» Task details
Determine how many lines in the entries below contain the word "sofa", with uppercase and lowercase letters counted as different. Give only the number.

» Provided data
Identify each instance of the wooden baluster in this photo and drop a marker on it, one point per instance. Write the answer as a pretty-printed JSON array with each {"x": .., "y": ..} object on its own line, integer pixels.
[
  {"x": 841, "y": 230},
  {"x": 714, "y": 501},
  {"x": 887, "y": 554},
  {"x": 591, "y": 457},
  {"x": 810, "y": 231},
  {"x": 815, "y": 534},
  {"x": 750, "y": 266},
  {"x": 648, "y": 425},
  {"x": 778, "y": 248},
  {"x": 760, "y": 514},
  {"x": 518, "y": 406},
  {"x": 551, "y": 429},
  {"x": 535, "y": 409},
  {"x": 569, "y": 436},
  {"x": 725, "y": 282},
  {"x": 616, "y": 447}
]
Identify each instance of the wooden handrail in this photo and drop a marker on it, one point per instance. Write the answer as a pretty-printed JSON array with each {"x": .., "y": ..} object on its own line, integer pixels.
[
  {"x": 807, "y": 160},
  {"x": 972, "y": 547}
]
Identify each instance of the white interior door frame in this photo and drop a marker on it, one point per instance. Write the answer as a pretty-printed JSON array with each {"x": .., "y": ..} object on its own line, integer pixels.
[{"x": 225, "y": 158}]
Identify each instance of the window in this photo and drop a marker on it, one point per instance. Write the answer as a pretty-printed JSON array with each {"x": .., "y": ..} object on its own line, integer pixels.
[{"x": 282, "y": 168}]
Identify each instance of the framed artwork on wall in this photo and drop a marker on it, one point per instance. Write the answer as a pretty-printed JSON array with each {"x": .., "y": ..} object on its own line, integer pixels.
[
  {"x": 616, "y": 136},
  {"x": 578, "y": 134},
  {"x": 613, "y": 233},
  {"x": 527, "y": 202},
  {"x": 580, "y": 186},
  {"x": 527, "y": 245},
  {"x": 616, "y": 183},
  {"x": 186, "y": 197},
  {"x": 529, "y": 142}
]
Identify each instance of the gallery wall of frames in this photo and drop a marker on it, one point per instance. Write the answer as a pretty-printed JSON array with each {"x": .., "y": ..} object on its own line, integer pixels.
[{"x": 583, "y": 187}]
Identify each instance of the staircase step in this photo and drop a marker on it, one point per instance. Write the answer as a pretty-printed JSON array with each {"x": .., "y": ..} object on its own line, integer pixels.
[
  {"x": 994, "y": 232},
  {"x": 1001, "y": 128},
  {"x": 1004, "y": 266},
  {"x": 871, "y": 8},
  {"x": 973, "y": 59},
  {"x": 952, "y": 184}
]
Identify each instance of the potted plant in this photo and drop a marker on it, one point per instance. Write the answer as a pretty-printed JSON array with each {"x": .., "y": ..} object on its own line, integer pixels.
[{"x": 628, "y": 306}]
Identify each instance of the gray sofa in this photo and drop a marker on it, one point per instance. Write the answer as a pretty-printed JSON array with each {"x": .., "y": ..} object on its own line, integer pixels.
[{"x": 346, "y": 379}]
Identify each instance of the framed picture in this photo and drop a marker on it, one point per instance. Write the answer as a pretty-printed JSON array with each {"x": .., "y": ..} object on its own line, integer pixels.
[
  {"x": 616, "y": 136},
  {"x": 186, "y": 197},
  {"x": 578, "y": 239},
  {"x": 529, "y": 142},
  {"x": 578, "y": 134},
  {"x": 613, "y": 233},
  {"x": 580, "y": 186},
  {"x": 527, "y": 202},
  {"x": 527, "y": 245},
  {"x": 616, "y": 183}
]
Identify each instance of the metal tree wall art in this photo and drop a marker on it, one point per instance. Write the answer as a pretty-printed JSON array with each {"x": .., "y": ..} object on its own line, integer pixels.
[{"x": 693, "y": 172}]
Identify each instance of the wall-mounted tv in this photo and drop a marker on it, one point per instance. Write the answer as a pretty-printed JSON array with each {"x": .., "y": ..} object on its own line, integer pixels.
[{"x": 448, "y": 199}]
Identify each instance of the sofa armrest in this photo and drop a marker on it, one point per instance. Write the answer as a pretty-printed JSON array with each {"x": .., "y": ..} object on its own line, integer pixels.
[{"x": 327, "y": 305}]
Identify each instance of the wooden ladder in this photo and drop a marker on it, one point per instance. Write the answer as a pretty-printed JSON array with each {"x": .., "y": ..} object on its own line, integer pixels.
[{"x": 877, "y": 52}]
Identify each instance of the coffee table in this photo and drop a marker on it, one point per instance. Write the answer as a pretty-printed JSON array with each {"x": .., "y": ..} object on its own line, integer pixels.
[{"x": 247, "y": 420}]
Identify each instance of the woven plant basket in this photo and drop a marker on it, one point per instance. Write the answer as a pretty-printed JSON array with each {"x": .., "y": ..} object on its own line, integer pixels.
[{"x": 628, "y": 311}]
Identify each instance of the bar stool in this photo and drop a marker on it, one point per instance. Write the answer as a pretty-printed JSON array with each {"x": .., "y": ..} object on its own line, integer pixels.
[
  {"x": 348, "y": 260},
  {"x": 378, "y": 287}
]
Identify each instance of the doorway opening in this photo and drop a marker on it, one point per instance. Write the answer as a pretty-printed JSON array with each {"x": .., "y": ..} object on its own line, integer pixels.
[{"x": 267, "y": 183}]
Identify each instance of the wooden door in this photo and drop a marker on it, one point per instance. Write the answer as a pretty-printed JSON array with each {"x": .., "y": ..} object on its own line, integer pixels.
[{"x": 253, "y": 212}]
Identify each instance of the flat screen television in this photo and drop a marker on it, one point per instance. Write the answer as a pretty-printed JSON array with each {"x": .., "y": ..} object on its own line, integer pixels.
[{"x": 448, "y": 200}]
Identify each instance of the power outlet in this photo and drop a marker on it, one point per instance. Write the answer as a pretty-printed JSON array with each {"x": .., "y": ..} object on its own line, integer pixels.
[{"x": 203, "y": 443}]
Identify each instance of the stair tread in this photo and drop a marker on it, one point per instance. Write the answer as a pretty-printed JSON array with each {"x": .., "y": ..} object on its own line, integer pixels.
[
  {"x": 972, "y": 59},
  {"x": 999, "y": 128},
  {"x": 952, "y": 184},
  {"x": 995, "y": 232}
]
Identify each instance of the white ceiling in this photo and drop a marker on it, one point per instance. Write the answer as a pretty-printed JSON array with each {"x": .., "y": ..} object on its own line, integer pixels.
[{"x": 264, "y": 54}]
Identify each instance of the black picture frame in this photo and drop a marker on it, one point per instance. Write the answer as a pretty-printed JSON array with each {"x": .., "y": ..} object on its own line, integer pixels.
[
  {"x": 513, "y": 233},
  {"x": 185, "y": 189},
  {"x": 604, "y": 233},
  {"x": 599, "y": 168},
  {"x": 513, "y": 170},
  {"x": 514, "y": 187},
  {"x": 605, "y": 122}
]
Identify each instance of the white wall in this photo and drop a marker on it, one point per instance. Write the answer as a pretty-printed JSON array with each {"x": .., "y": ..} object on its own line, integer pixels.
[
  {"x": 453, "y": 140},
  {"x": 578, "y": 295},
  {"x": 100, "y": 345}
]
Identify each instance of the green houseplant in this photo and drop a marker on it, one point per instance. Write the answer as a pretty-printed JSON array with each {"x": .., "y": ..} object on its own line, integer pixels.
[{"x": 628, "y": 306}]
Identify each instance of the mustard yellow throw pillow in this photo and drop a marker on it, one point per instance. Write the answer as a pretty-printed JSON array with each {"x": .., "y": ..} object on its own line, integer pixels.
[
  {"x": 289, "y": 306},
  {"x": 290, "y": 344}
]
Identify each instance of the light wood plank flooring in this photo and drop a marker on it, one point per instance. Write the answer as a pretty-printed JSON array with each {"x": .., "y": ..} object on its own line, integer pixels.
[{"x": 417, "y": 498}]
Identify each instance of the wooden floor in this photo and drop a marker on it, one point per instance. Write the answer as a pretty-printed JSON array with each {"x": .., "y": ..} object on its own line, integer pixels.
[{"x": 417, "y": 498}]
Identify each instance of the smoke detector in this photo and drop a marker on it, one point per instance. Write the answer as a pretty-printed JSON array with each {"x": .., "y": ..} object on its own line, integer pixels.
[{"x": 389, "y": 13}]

==

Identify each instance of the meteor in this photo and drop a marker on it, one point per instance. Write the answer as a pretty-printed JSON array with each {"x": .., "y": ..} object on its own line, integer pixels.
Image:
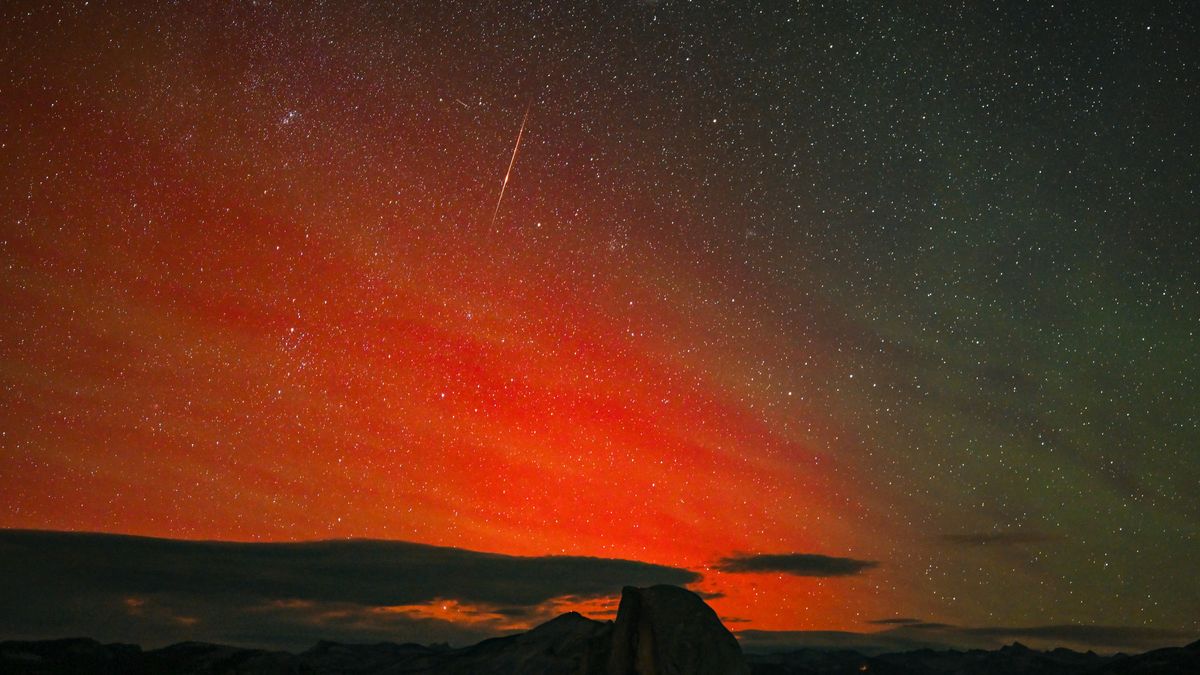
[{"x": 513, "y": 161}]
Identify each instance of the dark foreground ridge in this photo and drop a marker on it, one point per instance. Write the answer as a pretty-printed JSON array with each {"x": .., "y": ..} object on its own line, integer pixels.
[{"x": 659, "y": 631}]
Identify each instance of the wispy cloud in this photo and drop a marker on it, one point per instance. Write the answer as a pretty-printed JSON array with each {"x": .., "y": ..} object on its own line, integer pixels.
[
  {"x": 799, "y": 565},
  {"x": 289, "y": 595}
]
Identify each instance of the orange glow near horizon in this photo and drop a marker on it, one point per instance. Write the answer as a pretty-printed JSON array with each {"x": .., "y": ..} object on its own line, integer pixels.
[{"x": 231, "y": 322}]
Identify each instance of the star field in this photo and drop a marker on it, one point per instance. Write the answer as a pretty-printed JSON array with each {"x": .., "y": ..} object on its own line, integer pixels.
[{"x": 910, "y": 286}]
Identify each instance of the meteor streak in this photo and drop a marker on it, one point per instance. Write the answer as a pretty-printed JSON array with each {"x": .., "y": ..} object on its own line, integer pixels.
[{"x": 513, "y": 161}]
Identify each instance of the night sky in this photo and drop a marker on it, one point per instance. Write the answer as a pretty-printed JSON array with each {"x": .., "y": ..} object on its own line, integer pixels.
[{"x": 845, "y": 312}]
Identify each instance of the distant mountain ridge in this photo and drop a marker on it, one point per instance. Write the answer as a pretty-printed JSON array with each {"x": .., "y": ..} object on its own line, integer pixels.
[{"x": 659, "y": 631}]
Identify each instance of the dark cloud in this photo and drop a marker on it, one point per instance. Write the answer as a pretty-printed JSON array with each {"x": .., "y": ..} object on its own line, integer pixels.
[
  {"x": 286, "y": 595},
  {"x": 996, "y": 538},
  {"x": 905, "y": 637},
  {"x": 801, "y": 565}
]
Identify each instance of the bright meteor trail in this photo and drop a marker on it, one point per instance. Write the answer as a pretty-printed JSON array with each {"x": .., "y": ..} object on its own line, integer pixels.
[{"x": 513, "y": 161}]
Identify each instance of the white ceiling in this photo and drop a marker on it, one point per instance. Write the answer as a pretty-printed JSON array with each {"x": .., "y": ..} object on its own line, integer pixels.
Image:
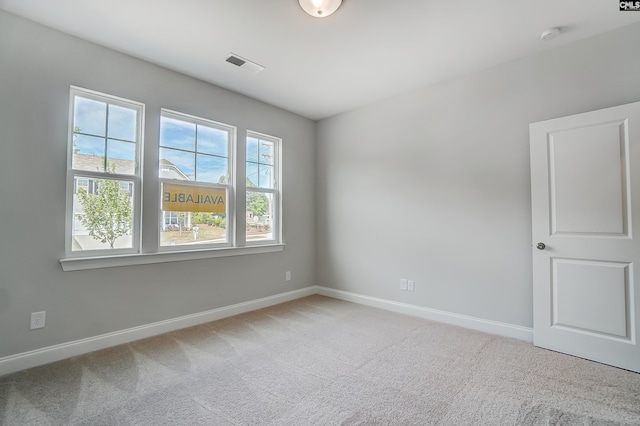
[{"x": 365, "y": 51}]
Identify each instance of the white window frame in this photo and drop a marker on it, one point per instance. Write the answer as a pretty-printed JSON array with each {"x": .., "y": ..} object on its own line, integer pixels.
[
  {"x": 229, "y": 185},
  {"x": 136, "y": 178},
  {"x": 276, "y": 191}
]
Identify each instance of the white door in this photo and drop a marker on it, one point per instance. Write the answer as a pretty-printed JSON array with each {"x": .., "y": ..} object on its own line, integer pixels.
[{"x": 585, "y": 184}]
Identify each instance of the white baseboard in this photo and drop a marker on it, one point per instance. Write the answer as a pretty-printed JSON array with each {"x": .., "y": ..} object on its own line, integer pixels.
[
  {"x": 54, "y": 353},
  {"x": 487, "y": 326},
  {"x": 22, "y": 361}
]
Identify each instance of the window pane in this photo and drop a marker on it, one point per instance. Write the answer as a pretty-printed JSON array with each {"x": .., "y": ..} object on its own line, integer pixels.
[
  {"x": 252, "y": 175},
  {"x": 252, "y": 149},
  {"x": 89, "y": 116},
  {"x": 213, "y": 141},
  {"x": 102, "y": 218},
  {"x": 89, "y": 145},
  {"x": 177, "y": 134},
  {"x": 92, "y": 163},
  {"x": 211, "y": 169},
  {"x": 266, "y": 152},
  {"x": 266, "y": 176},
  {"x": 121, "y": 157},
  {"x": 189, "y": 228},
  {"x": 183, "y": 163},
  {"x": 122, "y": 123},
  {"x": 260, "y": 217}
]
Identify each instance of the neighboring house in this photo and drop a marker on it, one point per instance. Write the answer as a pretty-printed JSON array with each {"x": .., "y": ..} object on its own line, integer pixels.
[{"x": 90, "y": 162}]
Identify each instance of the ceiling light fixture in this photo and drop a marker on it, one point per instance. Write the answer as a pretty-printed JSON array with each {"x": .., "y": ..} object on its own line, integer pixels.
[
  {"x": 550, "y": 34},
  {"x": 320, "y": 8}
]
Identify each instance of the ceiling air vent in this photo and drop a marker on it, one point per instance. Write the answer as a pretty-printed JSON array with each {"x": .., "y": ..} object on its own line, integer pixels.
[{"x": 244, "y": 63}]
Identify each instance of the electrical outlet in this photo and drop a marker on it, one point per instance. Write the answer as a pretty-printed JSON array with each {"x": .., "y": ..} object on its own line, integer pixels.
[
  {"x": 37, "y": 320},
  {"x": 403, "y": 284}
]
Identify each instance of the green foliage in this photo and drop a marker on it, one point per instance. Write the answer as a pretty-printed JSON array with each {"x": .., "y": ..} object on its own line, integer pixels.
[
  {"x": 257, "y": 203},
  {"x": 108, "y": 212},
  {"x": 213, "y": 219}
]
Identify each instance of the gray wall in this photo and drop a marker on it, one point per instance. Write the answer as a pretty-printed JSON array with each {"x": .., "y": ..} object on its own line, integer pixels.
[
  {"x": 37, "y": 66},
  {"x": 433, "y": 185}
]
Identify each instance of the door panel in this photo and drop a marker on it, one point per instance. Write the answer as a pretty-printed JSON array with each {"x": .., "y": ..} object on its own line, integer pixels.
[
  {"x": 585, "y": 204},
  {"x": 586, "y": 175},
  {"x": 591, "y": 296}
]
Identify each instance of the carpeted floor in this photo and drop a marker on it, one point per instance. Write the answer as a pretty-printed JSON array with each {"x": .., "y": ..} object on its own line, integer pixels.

--

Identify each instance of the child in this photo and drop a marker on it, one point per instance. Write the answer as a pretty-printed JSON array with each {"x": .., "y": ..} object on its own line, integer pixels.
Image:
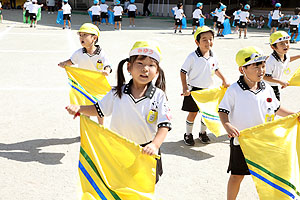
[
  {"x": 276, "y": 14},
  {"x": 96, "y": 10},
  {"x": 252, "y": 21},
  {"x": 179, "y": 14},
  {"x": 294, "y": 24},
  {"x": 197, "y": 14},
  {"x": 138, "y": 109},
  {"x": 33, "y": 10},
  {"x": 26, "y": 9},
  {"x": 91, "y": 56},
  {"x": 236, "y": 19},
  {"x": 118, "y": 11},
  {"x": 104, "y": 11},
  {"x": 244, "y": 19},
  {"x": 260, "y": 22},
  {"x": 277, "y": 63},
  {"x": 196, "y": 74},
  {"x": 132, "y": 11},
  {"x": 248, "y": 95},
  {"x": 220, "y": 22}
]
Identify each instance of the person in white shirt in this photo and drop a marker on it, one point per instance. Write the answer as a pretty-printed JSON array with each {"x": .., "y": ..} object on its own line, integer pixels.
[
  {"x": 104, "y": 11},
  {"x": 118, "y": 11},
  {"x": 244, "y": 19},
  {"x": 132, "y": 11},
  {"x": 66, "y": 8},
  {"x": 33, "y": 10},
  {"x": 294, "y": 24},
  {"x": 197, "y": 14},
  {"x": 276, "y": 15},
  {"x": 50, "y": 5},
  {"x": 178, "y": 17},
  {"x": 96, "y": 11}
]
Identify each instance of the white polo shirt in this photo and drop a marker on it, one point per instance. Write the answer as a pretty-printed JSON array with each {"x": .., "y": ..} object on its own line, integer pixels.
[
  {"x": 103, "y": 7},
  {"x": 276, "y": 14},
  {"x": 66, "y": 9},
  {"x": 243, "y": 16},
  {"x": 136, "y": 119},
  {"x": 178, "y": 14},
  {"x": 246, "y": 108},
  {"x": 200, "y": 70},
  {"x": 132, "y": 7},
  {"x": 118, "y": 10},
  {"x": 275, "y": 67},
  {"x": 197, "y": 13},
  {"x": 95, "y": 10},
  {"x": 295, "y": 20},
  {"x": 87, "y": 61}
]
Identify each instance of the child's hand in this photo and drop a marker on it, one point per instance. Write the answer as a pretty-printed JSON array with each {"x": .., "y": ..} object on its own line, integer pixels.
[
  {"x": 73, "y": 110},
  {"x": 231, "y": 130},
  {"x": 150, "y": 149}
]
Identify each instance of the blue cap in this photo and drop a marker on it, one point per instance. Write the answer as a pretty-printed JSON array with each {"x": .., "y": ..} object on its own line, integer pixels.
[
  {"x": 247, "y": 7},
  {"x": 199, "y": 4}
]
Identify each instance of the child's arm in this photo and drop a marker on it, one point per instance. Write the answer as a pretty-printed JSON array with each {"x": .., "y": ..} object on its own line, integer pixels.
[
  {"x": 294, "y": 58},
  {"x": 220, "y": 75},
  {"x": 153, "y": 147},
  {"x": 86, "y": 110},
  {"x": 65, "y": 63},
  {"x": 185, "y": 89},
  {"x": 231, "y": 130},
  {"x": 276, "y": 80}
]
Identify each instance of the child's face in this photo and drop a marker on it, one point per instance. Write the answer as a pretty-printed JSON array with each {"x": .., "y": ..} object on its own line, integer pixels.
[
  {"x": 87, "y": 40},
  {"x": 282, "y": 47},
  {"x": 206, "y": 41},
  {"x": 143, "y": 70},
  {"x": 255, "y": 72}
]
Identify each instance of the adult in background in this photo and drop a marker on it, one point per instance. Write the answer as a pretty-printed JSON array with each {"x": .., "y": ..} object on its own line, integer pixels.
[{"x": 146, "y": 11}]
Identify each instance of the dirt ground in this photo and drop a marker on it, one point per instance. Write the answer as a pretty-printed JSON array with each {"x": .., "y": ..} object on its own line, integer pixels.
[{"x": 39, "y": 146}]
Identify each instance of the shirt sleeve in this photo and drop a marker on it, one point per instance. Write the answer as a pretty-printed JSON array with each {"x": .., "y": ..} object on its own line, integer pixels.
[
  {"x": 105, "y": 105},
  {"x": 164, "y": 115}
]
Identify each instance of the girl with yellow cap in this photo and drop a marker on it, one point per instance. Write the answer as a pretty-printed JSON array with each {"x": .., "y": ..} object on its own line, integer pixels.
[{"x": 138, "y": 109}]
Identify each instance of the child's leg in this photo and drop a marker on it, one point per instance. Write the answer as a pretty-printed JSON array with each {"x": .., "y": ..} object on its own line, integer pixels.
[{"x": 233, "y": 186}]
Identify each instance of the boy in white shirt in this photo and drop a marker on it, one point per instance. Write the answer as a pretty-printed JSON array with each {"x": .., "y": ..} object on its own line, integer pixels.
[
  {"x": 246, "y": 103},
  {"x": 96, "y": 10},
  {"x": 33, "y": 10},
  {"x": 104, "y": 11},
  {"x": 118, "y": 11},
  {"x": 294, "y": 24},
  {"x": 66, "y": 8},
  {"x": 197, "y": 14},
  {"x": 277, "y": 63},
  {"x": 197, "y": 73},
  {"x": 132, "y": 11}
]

» Result of the task
2